## PROBLEM DETAILS:
For each statement, decide whether it agrees with the article on Medicare coverage of anti-rejection drugs. Answer yes or no and quote the words of the article that decide it. 1. The House bill was introduced on April 9, 2013. 2. Representative Michael Burgess introduced the Senate bill. 3. Only 1% of Senate bills move past committee to the next procedural step.

## DOCUMENT SECTION:
Segment Open

U.S. kidney transplant patients are caught in a political/fiscal Catch-22 that leads to cessation of Medicare coverage for their anti-rejection medications at approximately $10,000 to 20,000 per year, 36 months after transplantation. A proven outcome for some patients has been failure of the transplant with a return to expensive dialysis – again paid for by Medicare, this time at an approximate cost of $70,000 per year. Ridiculous, right?
Ironically, this dilemma fits well into the mutual history of kidney disease and Medicare. We now take Medicare coverage of dialysis for granted. But it was an individual citizen’s definitive and courageous act that helped establish that new entitlement forty years ago. Shep Glazer, a 43 year old husband, father and salesman, supported by the precursor organization to today’s American Association of Kidney Patients, and other stakeholders, opted to be openly dialyzed on the floor of the Ways and Means Committee, stunning everyone on November 4, 1972. His “excellent testimony” made the point. Chronic kidney failure was adopted into the Medicare program in October 1972.
It appears that Congress may now finally be committed to fixing this medication coverage problem. Another step has just been taken on the legislative pathway, but a few major ones are still required (make it out of House and Senate Committees, approval by House, approval by Senate, negotiation + agreement by House + Senate members, Presidential signature). Kudos to Representative Michael Burgess from Texas who introduced the Comprehensive Immunosuppressive Drug Coverage for Kidney Transplant Patients Act of 2013
into the House of Representatives on April 9, 2013. The House Bill was referred directly to the House Ways and Means Committee on the same day and matches the Senate Bill previously introduced on February 13, 2013 by Senators Durbin and Cochran. Both would remove the medication coverage cliff awaiting patients at 36 months following kidney transplantation.
Noted clearly on the government website is the low percentage of bills that make it out of Committees for consideration by the entire House or Senate; only 13% of House bills and 1% of Senate bills succeed to the next procedural step. If our dual immunosuppressive bills don’t make it out of their respective committees, they will be “dead” and the Catch-22 will continue. This is where your help is needed – really. We must help push these bills out of committee for consideration by the entire legislative bodies.
Politicians respond to their constituents, especially when significant numbers of citizens make the effort to respectfully express an opinion through the system. To date, it appears that only 35/435 Representatives have signed on as co-sponsors of the Burgess bill, and 5/100 Senators have signed on as co-sponsors of the Durbin bill. Many of our legislators need to hear directly from us about these bills.

Segment Closed

## DATA BELOW:
Segment Open

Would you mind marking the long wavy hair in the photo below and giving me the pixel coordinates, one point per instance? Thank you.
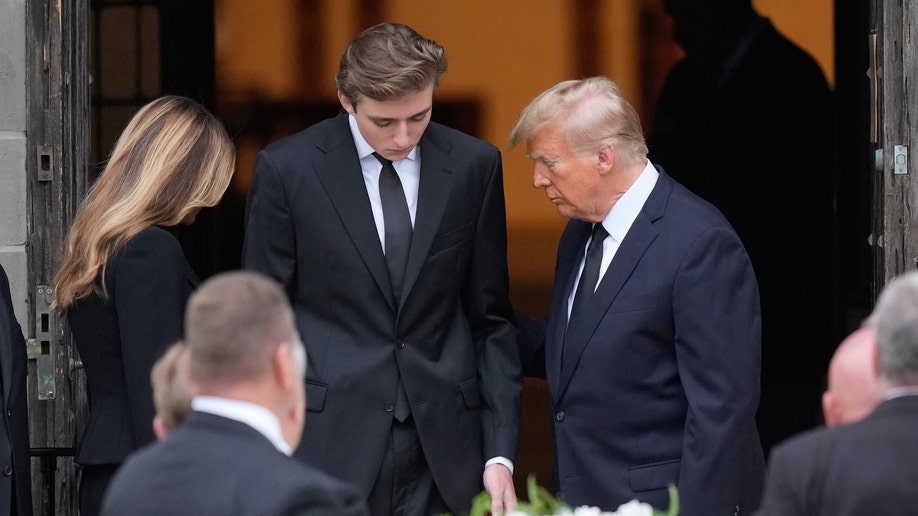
(173, 158)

Segment Closed

## RESPONSE TO THE EXERCISE:
1. Yes: "into the House of Representatives on April 9, 2013"
2. No: "the Senate Bill previously introduced on February 13, 2013 by Senators Durbin and Cochran"
3. Yes: "only 13% of House bills and 1% of Senate bills succeed to the next procedural step"